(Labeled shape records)
--
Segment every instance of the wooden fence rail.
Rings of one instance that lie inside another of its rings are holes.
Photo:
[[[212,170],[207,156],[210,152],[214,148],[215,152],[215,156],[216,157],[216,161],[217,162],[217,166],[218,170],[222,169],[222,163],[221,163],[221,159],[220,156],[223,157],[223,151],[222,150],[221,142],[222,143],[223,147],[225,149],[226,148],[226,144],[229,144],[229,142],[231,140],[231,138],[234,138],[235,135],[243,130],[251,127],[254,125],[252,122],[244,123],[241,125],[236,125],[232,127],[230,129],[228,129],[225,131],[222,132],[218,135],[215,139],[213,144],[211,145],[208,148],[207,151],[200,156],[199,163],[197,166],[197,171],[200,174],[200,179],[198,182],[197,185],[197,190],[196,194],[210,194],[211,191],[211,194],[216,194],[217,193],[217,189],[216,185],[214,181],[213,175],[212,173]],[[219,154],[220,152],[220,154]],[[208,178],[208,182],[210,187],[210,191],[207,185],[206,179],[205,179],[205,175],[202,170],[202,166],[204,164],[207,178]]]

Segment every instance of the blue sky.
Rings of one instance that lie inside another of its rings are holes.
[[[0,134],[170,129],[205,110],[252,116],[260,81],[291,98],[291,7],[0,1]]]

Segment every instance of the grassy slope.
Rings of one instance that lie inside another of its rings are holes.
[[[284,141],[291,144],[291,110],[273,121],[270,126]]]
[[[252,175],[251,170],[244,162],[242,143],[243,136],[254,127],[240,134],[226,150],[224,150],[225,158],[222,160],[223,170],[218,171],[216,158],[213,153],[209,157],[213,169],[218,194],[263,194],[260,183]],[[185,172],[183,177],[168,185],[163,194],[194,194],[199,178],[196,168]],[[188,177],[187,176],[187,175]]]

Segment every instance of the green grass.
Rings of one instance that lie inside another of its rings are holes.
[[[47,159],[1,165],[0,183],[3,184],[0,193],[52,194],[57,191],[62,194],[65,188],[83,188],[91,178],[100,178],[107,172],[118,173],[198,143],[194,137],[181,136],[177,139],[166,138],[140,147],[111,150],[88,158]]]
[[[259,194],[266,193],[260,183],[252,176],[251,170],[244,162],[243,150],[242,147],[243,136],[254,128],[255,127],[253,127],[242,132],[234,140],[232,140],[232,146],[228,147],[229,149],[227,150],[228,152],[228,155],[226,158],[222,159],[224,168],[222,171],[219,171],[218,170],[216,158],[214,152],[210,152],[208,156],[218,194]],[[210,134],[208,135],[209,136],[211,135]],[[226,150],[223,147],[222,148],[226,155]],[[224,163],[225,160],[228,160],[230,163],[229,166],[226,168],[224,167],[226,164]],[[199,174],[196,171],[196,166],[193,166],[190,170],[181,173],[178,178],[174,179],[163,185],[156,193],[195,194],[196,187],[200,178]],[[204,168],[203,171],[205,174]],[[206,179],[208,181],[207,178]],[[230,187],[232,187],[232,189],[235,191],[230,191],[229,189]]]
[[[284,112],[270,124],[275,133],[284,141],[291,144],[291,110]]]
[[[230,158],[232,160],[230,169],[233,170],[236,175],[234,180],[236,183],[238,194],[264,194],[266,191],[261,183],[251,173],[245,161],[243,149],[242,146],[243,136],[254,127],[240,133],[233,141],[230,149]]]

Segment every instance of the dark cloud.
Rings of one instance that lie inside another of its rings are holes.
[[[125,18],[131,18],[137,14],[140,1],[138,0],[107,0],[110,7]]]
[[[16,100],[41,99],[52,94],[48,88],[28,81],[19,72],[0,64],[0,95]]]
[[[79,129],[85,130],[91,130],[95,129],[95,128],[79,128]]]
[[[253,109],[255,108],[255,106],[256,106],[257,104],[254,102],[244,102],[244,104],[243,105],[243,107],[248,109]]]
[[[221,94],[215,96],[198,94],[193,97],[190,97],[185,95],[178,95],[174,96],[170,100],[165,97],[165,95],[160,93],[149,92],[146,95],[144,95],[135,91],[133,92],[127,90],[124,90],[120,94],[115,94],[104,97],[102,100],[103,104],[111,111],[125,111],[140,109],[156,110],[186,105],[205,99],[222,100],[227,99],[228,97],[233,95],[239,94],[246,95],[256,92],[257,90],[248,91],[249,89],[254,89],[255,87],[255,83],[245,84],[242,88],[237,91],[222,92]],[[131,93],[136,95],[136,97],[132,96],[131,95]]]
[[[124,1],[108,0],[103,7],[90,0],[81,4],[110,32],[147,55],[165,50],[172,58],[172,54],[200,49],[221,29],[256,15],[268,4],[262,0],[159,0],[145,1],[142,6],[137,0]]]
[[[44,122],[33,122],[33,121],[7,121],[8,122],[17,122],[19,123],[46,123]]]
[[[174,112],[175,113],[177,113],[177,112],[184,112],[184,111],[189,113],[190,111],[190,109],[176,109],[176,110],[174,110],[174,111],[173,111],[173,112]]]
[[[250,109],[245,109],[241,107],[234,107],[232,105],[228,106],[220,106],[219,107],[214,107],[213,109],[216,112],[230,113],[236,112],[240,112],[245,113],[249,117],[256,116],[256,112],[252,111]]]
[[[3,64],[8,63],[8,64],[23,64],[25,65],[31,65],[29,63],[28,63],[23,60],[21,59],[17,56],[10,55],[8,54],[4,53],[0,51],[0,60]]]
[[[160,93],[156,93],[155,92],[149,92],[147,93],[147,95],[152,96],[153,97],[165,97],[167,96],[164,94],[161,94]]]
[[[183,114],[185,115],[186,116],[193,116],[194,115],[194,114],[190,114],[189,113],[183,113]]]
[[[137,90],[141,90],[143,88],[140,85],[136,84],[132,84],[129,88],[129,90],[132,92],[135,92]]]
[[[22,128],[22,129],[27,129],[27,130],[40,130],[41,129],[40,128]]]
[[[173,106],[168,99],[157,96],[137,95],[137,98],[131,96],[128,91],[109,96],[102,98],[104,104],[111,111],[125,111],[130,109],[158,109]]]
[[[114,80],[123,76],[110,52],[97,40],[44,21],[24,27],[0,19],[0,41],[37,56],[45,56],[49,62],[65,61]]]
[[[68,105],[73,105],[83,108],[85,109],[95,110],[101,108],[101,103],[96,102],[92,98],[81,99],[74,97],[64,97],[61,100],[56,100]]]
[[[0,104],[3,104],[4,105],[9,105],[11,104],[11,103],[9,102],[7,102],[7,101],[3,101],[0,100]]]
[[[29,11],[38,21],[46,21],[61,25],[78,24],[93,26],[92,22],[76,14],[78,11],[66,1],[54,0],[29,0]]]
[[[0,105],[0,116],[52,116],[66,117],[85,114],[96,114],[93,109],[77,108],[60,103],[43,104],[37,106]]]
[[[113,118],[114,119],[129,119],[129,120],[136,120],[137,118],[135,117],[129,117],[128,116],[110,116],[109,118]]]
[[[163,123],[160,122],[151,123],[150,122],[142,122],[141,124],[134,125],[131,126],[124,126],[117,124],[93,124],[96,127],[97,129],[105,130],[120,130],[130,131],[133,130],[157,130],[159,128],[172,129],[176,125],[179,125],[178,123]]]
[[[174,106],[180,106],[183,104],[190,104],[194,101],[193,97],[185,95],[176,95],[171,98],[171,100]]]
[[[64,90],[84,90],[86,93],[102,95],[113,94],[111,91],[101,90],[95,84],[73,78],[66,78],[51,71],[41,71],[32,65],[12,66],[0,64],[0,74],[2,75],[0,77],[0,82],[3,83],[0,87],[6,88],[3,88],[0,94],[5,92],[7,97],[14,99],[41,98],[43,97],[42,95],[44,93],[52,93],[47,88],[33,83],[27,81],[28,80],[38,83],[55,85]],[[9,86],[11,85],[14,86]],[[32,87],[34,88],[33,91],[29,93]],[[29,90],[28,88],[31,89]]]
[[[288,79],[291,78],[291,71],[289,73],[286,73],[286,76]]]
--
◆ SET PROBLEM: All of the material must be reproduced exactly.

◆ ANSWER BELOW:
Segment every instance of the wooden fence rail.
Rings of one instance that lie inside another of its rings are holes.
Photo:
[[[212,170],[207,156],[210,152],[214,148],[215,152],[215,156],[216,157],[216,161],[217,162],[217,166],[218,170],[222,169],[222,163],[221,163],[221,159],[220,156],[223,157],[223,151],[222,150],[221,142],[222,143],[223,147],[225,149],[226,148],[226,144],[229,144],[229,142],[231,140],[231,138],[234,138],[235,135],[243,130],[251,127],[254,125],[252,122],[244,123],[241,125],[236,125],[232,127],[230,129],[228,129],[225,131],[222,132],[218,135],[215,139],[213,144],[211,145],[208,148],[207,151],[200,156],[199,163],[197,166],[197,171],[200,174],[200,179],[198,182],[197,185],[197,190],[196,194],[210,194],[211,191],[211,194],[216,194],[217,193],[217,189],[216,185],[214,181],[213,175],[212,173]],[[219,154],[220,152],[220,154]],[[208,178],[208,182],[210,187],[210,191],[207,185],[206,179],[205,179],[205,175],[202,170],[202,166],[204,164],[207,178]]]

Segment every instance of the blue sky.
Rings of one instance that lie inside another of its rings are holes.
[[[0,134],[170,129],[205,110],[252,116],[260,81],[291,98],[291,7],[0,1]]]

Segment every instance of the grassy slope.
Rings of one instance that lie inside another of its rings are holes.
[[[284,141],[291,144],[291,110],[273,121],[270,126]]]
[[[252,175],[251,170],[244,162],[242,143],[243,136],[254,127],[240,134],[226,150],[224,150],[225,158],[222,160],[223,170],[218,171],[216,158],[213,153],[209,157],[213,169],[218,194],[263,194],[260,183]],[[185,172],[183,177],[168,185],[163,194],[194,194],[199,178],[196,168]],[[188,177],[187,176],[187,175]]]

Segment every instance of the green grass.
Rings of one instance that lie inside another of its rings are holes.
[[[47,159],[1,165],[0,183],[3,184],[0,193],[52,194],[57,191],[62,194],[65,188],[83,188],[91,178],[100,178],[107,172],[118,173],[198,143],[194,137],[181,136],[177,139],[166,138],[140,147],[111,150],[88,158]]]
[[[259,194],[266,193],[260,183],[252,176],[251,170],[244,162],[243,150],[242,147],[243,136],[254,128],[255,127],[253,127],[242,132],[234,140],[232,140],[232,146],[228,147],[229,149],[227,150],[228,152],[228,155],[226,158],[222,159],[224,168],[222,171],[219,171],[218,170],[216,158],[214,152],[210,152],[208,156],[218,194]],[[210,134],[208,135],[209,136],[211,135]],[[226,150],[223,147],[222,148],[226,155]],[[224,163],[225,160],[228,160],[230,163],[229,166],[226,168],[224,167],[226,164]],[[199,174],[196,171],[196,166],[193,166],[190,170],[181,173],[178,178],[174,179],[163,185],[156,193],[195,194],[196,187],[200,178]],[[204,168],[203,171],[205,174]],[[206,179],[208,181],[207,178]],[[230,187],[232,187],[232,189],[235,191],[230,191],[229,189]]]
[[[284,112],[270,124],[275,133],[284,141],[291,144],[291,110]]]
[[[230,158],[232,160],[230,169],[233,170],[236,175],[234,180],[236,183],[238,194],[264,194],[266,191],[261,183],[251,173],[245,161],[243,149],[242,146],[243,136],[254,127],[240,133],[233,141],[230,149]]]

Segment every instance of the dark cloud.
Rings of one instance that lie inside another of its rings are holes.
[[[125,18],[131,18],[137,14],[140,1],[138,0],[107,0],[110,7]]]
[[[16,100],[41,99],[52,94],[48,88],[28,81],[19,72],[0,64],[0,95]]]
[[[79,129],[85,130],[91,130],[95,129],[95,128],[79,128]]]
[[[253,109],[255,108],[255,106],[256,106],[257,104],[254,102],[244,102],[244,104],[243,105],[243,107],[248,109]]]
[[[221,94],[215,96],[198,94],[193,97],[190,97],[185,95],[178,95],[174,96],[170,100],[165,97],[165,95],[160,93],[149,92],[146,95],[144,95],[135,91],[133,92],[127,90],[124,90],[120,94],[115,94],[104,97],[102,100],[103,104],[111,111],[125,111],[140,109],[156,110],[186,105],[205,99],[222,100],[227,99],[228,97],[233,95],[239,94],[246,95],[256,92],[257,90],[248,91],[249,89],[254,89],[255,87],[255,83],[245,84],[242,88],[237,91],[222,92]],[[131,93],[136,95],[136,97],[132,96],[131,95]]]
[[[124,1],[108,0],[103,7],[90,0],[81,4],[110,32],[147,55],[165,50],[172,58],[172,54],[200,49],[221,29],[256,15],[268,4],[262,0],[159,0],[145,1],[142,6],[137,0]]]
[[[44,122],[33,122],[33,121],[7,121],[8,122],[17,122],[19,123],[46,123]]]
[[[174,112],[175,113],[177,113],[177,112],[184,112],[184,111],[189,113],[190,111],[190,109],[176,109],[176,110],[174,110],[174,111],[173,111],[173,112]]]
[[[250,109],[245,109],[241,107],[234,107],[232,105],[228,106],[220,106],[219,107],[214,107],[213,109],[216,112],[230,113],[236,112],[240,112],[245,113],[249,117],[256,116],[256,112],[252,111]]]
[[[3,64],[8,63],[8,64],[23,64],[25,65],[31,65],[29,63],[28,63],[23,60],[21,59],[17,56],[10,55],[8,54],[4,53],[0,51],[0,60]]]
[[[160,93],[156,93],[155,92],[149,92],[147,93],[147,95],[152,96],[153,97],[165,97],[167,96],[164,94],[161,94]]]
[[[183,114],[185,115],[186,116],[193,116],[194,115],[194,114],[190,114],[189,113],[183,113]]]
[[[137,90],[141,90],[143,88],[140,85],[136,84],[132,84],[129,88],[129,90],[132,92],[135,92]]]
[[[22,128],[22,129],[27,129],[27,130],[40,130],[41,129],[40,128]]]
[[[173,106],[168,99],[157,96],[137,95],[137,98],[131,96],[128,91],[109,96],[102,98],[104,104],[111,111],[125,111],[130,109],[158,109]]]
[[[114,80],[123,76],[110,52],[97,40],[44,21],[24,27],[0,19],[0,41],[37,56],[45,56],[49,62],[65,61]]]
[[[68,105],[73,105],[83,108],[85,109],[95,110],[101,108],[101,103],[96,102],[92,98],[81,99],[74,97],[64,97],[61,100],[56,100]]]
[[[0,104],[3,104],[4,105],[9,105],[11,104],[11,103],[9,102],[7,102],[7,101],[3,101],[0,100]]]
[[[29,11],[38,21],[46,21],[61,25],[78,24],[93,26],[92,22],[76,14],[78,11],[66,1],[54,0],[29,0]]]
[[[0,105],[0,116],[52,116],[66,117],[85,114],[96,114],[93,109],[77,108],[60,103],[43,104],[37,106]]]
[[[113,118],[114,119],[129,119],[129,120],[136,120],[137,118],[135,117],[129,117],[128,116],[110,116],[109,118]]]
[[[163,123],[160,122],[151,123],[150,122],[142,122],[141,124],[134,125],[131,126],[124,126],[117,124],[93,124],[96,127],[97,129],[105,130],[120,130],[130,131],[133,130],[157,130],[159,128],[172,129],[176,125],[179,125],[178,123]]]
[[[174,106],[180,106],[183,104],[190,104],[194,101],[193,97],[185,95],[176,95],[171,98],[171,100]]]
[[[64,90],[84,90],[86,93],[102,95],[113,94],[111,91],[101,90],[95,84],[73,78],[66,78],[51,71],[41,71],[32,65],[12,66],[0,64],[0,74],[2,75],[0,77],[0,82],[3,83],[0,87],[6,88],[3,88],[0,94],[5,92],[7,97],[14,99],[41,98],[43,97],[42,95],[44,93],[52,93],[47,88],[33,83],[27,81],[28,80],[38,83],[55,85]],[[9,86],[11,85],[14,86]],[[32,87],[34,88],[33,91],[29,93]],[[29,90],[28,88],[31,89]]]
[[[288,79],[291,78],[291,71],[289,73],[286,73],[286,76]]]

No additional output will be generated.